• Prompt: Output all of the entries below precisely as written.

• Stored entries:
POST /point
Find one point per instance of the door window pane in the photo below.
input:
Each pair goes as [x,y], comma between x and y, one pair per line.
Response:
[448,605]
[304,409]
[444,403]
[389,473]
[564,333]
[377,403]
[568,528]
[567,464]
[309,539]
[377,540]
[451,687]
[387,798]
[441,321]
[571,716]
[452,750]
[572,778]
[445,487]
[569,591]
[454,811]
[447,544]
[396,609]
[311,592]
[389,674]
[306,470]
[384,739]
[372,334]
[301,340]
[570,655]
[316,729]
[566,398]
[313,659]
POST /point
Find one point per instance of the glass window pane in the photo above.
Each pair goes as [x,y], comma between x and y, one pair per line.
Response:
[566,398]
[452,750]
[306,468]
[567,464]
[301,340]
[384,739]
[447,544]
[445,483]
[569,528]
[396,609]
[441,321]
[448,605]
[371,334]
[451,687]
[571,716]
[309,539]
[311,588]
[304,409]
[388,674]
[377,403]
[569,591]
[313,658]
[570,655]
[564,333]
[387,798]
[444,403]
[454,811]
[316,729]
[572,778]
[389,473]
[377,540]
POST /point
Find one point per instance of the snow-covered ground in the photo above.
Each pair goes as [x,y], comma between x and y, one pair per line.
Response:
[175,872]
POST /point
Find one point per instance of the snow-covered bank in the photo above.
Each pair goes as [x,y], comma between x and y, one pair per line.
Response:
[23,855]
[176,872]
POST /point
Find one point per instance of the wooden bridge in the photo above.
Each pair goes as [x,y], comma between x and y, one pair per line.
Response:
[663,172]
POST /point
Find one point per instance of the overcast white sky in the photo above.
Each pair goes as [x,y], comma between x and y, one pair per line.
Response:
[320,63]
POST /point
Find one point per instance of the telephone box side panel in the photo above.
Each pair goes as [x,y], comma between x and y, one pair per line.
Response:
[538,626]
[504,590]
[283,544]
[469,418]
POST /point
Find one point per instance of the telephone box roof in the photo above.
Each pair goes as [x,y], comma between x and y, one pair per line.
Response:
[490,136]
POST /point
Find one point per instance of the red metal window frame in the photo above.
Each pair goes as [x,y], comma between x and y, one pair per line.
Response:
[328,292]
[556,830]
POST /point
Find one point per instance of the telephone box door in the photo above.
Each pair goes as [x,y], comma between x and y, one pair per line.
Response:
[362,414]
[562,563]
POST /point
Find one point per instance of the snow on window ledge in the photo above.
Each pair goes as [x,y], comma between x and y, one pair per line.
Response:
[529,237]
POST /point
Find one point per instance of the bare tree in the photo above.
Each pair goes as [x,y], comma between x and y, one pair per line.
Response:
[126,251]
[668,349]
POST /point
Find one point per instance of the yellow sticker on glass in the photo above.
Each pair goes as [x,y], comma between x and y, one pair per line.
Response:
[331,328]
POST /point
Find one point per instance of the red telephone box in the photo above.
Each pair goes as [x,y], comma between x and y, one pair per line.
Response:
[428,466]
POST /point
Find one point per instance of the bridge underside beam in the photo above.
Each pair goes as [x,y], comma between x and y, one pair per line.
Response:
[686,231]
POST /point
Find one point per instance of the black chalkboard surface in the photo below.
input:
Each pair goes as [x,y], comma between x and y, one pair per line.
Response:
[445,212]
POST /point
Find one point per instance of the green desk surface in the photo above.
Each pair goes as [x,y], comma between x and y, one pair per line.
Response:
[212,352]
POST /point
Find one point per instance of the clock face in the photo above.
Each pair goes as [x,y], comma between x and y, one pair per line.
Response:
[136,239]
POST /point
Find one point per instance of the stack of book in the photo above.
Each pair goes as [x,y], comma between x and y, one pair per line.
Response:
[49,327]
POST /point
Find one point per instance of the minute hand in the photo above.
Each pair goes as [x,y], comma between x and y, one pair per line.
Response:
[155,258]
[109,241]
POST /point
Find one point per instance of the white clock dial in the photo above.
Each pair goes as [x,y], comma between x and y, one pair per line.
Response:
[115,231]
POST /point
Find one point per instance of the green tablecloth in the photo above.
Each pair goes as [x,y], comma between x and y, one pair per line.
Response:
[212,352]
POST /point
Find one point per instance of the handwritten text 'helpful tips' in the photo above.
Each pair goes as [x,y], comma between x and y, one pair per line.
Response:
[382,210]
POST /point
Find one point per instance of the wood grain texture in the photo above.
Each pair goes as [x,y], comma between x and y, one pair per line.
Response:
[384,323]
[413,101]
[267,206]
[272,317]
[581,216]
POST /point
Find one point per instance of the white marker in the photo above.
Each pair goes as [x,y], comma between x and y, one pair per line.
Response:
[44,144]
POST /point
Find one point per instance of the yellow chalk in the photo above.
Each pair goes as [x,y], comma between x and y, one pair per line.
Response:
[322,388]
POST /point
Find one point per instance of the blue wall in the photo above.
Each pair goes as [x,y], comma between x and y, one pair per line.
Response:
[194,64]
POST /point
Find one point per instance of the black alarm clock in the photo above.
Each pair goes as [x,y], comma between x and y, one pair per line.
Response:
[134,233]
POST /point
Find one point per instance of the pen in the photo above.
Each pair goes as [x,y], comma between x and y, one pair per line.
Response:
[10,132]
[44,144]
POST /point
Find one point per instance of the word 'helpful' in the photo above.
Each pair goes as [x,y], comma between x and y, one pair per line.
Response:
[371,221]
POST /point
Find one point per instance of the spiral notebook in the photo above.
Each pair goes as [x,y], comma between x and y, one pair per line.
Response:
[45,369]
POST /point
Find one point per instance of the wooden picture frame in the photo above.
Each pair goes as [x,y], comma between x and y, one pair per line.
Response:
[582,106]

• The response:
POST /point
Find one point per instance of the door window pane in the photo below.
input:
Each pair goes as [x,y], comma between x and y, one pair per line.
Response:
[448,605]
[304,409]
[444,403]
[389,473]
[564,333]
[377,403]
[568,528]
[567,464]
[309,539]
[377,540]
[451,687]
[387,798]
[441,321]
[571,716]
[452,750]
[572,778]
[445,487]
[569,591]
[454,811]
[447,544]
[396,609]
[311,592]
[389,674]
[306,470]
[384,739]
[372,334]
[301,340]
[570,655]
[316,729]
[566,398]
[313,659]
POST /point
Find one point per instance of the glass window pane in the photo above.
Each pair goes as [x,y], comma between x and y, one pair per line.
Response:
[566,398]
[452,750]
[306,468]
[567,464]
[301,340]
[384,739]
[447,544]
[445,483]
[569,528]
[396,609]
[441,321]
[448,605]
[371,334]
[451,687]
[571,716]
[309,539]
[311,588]
[304,409]
[388,674]
[377,403]
[569,591]
[313,658]
[570,655]
[564,333]
[387,798]
[444,403]
[454,811]
[316,729]
[572,778]
[389,473]
[377,540]
POST /point
Find one point per instance of the snow-covered ground in the photo above.
Each pair goes as [x,y], comma between x and y, one pair per line.
Response:
[175,872]
POST /point
Find one point per instance of the snow-covered bank in the photo above.
Each pair goes as [x,y], comma between x and y, one pair per line.
Response:
[23,855]
[176,872]
POST /point
Find one point per instance of the wooden bridge in the photo above.
Each pair goes as [x,y], comma between x and y, one pair per line.
Response:
[663,172]
POST /point
Find one point per instance of the overcast white sky in the photo above.
Each pair goes as [x,y], comma between x and y, one pair per line.
Response:
[320,63]
POST /point
Find one point per instance of the telephone box side panel in the photo above.
Each pair goes as [x,y], comma between x and y, one pair per line.
Response:
[538,626]
[504,590]
[283,544]
[469,418]
POST /point
Find one point per instance of the telephone box roof in the photo above.
Each pair goes as [x,y], comma between x and y, one pair per line.
Response:
[490,136]
POST /point
Find one point per instance of the red metal window frame in the photo above.
Each pair goes as [x,y], comma between x and y, one pair per line.
Response:
[328,292]
[556,830]
POST /point
Find one point per instance of the telephone box door in the photo above.
Each pair goes as [x,y], comma between x and y, one pair per line.
Response:
[362,414]
[562,563]
POST /point
Find one point per instance of the snow on window ledge in the photo above.
Each pair goes as [x,y], comma between x and y, one pair per line.
Response:
[529,237]
POST /point
Find one point per instance of the bare tree in the photo above.
Each pair goes as [x,y], comma between x and y, one pair per line.
Response:
[126,251]
[668,349]
POST /point
Find one point per instance of the yellow sticker on glass in the photo above.
Each pair goes as [x,y], comma between x and y, one pair per line.
Response:
[331,328]
POST /point
Find one point per instance of the red telephone box in the photo above.
Each pair goes as [x,y], comma between x and y, one pair per line.
Response:
[428,466]
POST /point
Find one point per instance of the bridge underside beam in the photo above.
Each pair goes as [x,y], comma between x and y, one pair per line.
Response:
[686,231]
POST /point
Find one point per instance of the black chalkboard surface in the photo below.
input:
Each pair goes as [x,y], comma between x and y, one pair per line.
Response:
[445,212]
POST /point
Find one point per instance of the green desk surface in the photo above.
Each pair goes as [x,y], comma between x and y, one pair per line.
Response:
[212,352]
POST /point
Find one point per instance of the clock face in the photo above.
Each pair goes as [x,y], comma between x and y, one pair per line.
Response:
[136,239]
POST /point
Find one point per instance of the stack of book in the photo above.
Each pair goes as [x,y], comma between x and y, one pair per line.
Response:
[49,327]
POST /point
Find one point per instance of the minute hand in the photo above.
Each pair goes as [x,y], comma between x and y, one pair per line.
Response:
[155,258]
[109,241]
POST /point
Find one point per instance of the white clock dial in the photo above.
Each pair goes as [x,y], comma between x and y, one pair per line.
Response:
[115,231]
POST /point
Find one point per instance of the green tablecloth in the photo above.
Each pair goes as [x,y], comma between x and y, one pair per line.
Response:
[212,352]
POST /point
Find one point per instance of the handwritten text 'helpful tips' in the photo above.
Each pair goes as [x,y], comma between x and y, one pair per line.
Response:
[382,210]
POST /point
Find one point per instance of the wood grain texture in the photo above.
Each pair goes as [x,y], comma between x and y, one pair per line.
Response:
[384,323]
[413,101]
[267,206]
[272,317]
[581,216]
POST /point
Find one point per instance of the white marker in the photo above.
Each pair goes as [x,y], comma between x and y, one pair per line.
Response:
[44,144]
POST /point
Find one point per instance of the yellow chalk in the photo above.
Each pair goes as [x,y], comma between x and y, one pair per line.
Response:
[322,388]
POST /point
Find one point per instance of the blue wall in the photo above.
Each pair goes as [x,y], comma between x and y, one pair per line.
Response:
[194,64]
POST /point
Find one point per instance of the black alarm clock in the photo above.
Each pair goes as [x,y], comma between x and y, one pair per line.
Response:
[134,233]
POST /point
Find one point per instance of the pen in the photo above.
Each pair goes as [x,y], comma between x and y, one pair per line.
Response:
[10,132]
[44,144]
POST /point
Find one point per instance of the word 'helpful' in the photo above.
Each pair goes as [x,y], comma between x and y, one pair per line.
Response:
[371,221]
POST /point
Find one point per instance of the spiral notebook in the photo above.
Each pair goes as [x,y], comma between x and y, one pair per line.
Response:
[45,369]
POST /point
Find one point per instance of the wooden picture frame in the photo above.
Each pair goes as [x,y], comma between x and y, one pair per line.
Response:
[582,106]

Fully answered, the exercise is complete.